Problems to work on:
1. According to the midazolam text, how many Passeriformes were sampled, and over what period?
2. Repeat the passage of the midazolam text between "The objective of" and "in these species.", inclusive.

Study text:
+++

Keywords: Avian, benzodiazepine, biochemistry, blood gas, electrolyte, clinical pathology


Sampling for evaluation of hematological and biochemical analytes is a useful, nonlethal, and minimally invasive method to determine health status of the individual bird and avian populations.18 However, venipuncture and blood sample collection from Passeriformes is often hindered by patient size and temperament as well as clinical skill of the sample collector. Furthermore, the effect of capture and handling stress on various blood analytes is difficult to control and account for in field studies.9 Midazolam is a short-acting benzodiazepine with potent anxiolytic, amnestic, hypnotic, anticonvulsant, muscle relaxant, and sedative properties, convenient for use in animals based on a short elimination half-life, water solubility allowing multiple administration options, rapid onset of action, reversibility, and minimal cardiovascular effects.1012 Midazolam has been administered intranasally to sedate parrots, canaries Serinus canarius, finches Taeniopygia guttata, and other avian species for research and clinical case management.1116 Sedation with midazolam in birds decreases vocalization, flight, and defense responses, and facilitates handling for diagnostic and minor therapeutic procedures.11,12,17,18 Additional study of midazolam has been recommended for “reducing stress in captured wild birds”.14

The objective of this prospective cross-sectional study was to assess feasibility and safety of the sedative midazolam administered intranasally to Passeriformes in a field setting. Midazolam was hypothesized to be an easily administered, rapid-onset, effective, and safe sedative for Passeriformes to facilitate handling and sample collection. Midazolam’s effect on select venous blood analytes was also assessed by comparing those obtained in this study to a study that assessed Passeriforme health in nonsedated birds.19 Some nonspecific measures of stress such as lactate or glucose concentrations were also hypothesized to differ based on administration of midazolam. These findings are the first large-scale assessment of midazolam sedation in free-living Passeriformes and the first report of the effect of midazolam on venous blood analytes in these species.

Materials and methods

Specimen collection

In conjunction with an ongoing specimen collection for assessment of avian genetic variation and biodiversity in Texas, 104 Passeriformes were sampled from March to June 2012 from eight counties of Texas (Bastrop, Caldwell, Comal, Grimes, Hays, Kerr, Travis, Williamson). Coordinates of sampling spanned 29.47.686–30.55.011 N latitude and 96.05.604–99.23.731 W longitude. Time of day for sampling ranged from 7.30 am to 12.45 pm central standard time. Season, region, time of day, and method of capture of birds were similar to a previous study in which sedation was not administered.19 Research was conducted under required Texas Parks and Wildlife and United States Fish and Wildlife Permits and with approval of the Texas A&M University Institutional Animal Care and Use Committee.

+++

Listed entries:
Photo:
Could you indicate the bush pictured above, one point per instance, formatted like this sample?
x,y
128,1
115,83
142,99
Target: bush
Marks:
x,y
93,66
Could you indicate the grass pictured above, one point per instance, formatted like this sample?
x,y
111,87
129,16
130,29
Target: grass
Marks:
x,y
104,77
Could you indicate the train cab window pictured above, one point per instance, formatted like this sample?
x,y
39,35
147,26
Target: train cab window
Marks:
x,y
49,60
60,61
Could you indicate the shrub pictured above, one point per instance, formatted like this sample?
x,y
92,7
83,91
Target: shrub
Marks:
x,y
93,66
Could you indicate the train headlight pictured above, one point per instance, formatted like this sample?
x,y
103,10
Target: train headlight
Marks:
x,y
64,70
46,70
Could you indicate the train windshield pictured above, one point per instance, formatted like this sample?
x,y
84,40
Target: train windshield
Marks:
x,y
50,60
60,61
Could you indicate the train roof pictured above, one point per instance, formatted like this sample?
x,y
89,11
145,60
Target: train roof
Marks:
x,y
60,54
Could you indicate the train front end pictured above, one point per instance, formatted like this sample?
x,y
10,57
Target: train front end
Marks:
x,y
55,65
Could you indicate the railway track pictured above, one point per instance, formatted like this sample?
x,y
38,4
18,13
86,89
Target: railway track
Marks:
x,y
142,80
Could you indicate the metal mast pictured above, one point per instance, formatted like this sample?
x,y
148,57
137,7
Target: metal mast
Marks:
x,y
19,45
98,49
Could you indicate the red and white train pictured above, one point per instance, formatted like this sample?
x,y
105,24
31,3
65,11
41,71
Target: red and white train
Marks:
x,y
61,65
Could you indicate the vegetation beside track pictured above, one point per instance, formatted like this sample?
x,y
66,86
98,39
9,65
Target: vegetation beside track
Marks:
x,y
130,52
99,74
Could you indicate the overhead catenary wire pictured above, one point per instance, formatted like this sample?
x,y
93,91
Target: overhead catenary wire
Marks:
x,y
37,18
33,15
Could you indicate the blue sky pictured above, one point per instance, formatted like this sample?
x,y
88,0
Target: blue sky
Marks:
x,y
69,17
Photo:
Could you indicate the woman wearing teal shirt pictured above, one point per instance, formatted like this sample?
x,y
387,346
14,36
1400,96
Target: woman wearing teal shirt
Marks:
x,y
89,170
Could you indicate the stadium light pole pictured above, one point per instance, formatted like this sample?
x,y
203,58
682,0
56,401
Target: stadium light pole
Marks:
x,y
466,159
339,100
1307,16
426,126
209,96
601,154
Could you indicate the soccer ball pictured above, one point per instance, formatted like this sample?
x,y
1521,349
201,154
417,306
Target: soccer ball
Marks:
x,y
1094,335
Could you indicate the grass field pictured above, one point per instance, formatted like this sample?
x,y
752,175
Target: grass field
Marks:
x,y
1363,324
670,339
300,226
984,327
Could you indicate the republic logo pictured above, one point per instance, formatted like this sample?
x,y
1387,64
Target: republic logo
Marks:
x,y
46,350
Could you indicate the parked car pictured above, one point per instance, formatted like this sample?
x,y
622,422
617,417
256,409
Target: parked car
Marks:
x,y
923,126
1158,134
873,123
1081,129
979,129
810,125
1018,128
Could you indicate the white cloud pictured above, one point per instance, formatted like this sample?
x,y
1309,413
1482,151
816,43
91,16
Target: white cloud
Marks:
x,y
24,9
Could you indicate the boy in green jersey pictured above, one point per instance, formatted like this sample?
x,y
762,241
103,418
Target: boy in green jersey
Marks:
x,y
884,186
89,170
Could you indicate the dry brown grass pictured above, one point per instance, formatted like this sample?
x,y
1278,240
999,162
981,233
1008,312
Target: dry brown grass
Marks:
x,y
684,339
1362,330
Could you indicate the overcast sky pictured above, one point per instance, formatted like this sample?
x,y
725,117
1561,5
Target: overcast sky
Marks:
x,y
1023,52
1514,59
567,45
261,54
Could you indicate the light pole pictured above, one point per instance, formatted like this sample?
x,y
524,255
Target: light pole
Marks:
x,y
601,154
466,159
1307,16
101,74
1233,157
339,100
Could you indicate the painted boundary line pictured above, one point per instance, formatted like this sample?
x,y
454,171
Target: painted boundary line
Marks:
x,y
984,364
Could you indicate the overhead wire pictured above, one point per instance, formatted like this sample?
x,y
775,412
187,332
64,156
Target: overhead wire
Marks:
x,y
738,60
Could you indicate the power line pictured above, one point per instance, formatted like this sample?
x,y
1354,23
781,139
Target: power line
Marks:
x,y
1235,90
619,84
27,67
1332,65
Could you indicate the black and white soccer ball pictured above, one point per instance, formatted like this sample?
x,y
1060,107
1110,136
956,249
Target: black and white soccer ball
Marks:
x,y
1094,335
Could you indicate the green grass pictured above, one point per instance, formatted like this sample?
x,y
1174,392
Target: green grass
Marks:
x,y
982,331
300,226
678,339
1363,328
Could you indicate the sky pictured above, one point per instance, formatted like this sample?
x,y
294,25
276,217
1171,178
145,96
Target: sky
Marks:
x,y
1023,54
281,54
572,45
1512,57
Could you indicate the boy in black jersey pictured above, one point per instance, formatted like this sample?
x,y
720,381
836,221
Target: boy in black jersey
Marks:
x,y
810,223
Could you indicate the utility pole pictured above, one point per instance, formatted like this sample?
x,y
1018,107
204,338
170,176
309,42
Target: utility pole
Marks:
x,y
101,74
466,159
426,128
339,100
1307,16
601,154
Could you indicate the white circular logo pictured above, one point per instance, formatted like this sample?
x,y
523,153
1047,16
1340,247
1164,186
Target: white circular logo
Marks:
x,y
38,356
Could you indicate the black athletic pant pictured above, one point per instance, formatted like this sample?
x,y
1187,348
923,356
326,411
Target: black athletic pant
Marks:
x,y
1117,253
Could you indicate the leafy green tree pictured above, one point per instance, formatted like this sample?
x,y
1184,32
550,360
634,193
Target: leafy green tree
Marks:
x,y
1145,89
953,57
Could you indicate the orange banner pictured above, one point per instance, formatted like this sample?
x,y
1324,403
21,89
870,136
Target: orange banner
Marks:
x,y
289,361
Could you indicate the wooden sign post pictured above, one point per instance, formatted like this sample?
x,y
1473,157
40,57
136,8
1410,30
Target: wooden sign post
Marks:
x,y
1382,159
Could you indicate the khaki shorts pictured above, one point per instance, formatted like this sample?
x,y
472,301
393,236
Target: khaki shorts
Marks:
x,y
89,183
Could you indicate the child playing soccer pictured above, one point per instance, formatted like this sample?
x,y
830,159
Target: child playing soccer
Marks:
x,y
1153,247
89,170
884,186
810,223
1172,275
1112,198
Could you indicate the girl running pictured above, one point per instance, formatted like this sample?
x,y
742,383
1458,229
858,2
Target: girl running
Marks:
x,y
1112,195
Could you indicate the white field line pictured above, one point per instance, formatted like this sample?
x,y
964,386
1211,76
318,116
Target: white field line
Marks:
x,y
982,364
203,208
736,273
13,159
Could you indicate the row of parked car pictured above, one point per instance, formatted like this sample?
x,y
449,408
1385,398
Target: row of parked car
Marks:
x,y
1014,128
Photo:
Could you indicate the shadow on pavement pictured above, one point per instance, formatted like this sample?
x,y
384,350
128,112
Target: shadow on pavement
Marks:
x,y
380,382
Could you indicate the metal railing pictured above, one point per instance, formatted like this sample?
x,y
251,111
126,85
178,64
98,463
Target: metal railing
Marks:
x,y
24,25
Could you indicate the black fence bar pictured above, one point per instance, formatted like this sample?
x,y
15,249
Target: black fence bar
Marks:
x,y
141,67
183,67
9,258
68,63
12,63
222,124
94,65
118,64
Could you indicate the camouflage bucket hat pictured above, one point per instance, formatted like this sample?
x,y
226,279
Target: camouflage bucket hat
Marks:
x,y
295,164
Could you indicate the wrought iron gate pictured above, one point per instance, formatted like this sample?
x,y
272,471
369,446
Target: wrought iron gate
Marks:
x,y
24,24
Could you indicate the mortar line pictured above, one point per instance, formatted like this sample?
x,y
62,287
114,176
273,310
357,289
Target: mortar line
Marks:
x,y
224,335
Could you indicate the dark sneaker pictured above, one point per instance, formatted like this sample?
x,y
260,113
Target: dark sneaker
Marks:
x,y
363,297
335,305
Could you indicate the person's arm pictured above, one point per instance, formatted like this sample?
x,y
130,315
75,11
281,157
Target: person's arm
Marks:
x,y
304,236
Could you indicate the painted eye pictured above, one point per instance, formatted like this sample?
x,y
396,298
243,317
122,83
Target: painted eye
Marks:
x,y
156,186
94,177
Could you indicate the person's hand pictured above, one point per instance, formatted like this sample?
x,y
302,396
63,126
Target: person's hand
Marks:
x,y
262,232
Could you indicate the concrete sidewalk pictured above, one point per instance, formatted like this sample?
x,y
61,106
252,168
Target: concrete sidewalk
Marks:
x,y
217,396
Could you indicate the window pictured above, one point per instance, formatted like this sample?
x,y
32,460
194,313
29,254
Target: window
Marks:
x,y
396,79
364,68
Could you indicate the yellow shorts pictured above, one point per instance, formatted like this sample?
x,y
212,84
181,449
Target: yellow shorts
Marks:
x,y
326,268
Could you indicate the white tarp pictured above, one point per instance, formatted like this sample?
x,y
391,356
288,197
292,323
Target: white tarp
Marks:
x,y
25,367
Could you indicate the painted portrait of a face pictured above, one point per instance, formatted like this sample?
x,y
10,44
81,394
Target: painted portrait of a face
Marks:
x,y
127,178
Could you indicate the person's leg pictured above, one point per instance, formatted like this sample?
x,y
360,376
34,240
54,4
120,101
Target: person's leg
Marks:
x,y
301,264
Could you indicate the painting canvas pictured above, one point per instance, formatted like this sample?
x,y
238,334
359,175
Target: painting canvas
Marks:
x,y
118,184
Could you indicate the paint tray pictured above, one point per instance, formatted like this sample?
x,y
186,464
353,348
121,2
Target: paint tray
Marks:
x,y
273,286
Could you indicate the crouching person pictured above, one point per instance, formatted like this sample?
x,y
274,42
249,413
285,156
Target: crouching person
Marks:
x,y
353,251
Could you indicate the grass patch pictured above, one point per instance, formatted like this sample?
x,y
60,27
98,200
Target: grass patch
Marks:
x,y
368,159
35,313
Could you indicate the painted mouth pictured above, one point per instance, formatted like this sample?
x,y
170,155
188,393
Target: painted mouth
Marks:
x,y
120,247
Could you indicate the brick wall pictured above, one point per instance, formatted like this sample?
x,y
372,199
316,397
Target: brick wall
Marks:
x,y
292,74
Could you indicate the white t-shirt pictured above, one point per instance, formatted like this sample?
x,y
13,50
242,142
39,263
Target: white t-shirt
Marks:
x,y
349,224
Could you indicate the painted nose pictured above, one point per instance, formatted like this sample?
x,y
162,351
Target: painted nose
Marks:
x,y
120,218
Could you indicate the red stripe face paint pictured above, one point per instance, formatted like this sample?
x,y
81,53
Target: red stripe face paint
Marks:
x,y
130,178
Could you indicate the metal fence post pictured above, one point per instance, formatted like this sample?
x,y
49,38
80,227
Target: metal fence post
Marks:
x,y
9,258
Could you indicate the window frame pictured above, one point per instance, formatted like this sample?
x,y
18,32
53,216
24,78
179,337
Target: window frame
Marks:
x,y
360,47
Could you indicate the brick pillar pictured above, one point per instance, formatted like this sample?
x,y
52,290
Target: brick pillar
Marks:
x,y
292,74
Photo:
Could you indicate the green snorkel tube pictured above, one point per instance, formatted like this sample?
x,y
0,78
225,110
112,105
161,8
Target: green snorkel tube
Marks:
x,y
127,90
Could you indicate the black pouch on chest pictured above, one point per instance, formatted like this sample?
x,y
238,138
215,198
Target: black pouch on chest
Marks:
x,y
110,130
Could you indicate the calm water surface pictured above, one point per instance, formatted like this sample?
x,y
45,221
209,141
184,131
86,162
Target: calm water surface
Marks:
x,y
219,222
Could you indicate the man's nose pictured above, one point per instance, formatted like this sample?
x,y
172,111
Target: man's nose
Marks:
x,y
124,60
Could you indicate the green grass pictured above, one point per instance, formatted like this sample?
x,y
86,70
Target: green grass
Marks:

+++

Task responses:
1. 104 Passeriformes were sampled from March to June 2012.

2.
The objective of this prospective cross-sectional study was to assess feasibility and safety of the sedative midazolam administered intranasally to Passeriformes in a field setting. Midazolam was hypothesized to be an easily administered, rapid-onset, effective, and safe sedative for Passeriformes to facilitate handling and sample collection. Midazolam’s effect on select venous blood analytes was also assessed by comparing those obtained in this study to a study that assessed Passeriforme health in nonsedated birds.19 Some nonspecific measures of stress such as lactate or glucose concentrations were also hypothesized to differ based on administration of midazolam. These findings are the first large-scale assessment of midazolam sedation in free-living Passeriformes and the first report of the effect of midazolam on venous blood analytes in these species.